● Aim of the exercise:
Say how many lines of the records include the string "above". Nothing else belongs in the answer.
[Start of section]
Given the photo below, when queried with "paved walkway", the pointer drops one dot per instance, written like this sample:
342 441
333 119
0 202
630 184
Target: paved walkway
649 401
[End of section]
[Start of section]
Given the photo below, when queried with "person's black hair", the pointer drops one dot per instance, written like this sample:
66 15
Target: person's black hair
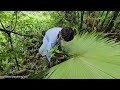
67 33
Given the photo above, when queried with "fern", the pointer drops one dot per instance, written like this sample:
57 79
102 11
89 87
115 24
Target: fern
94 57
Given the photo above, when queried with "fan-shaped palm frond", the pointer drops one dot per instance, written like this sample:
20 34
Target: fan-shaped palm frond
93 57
[End of section]
● Problem solution:
2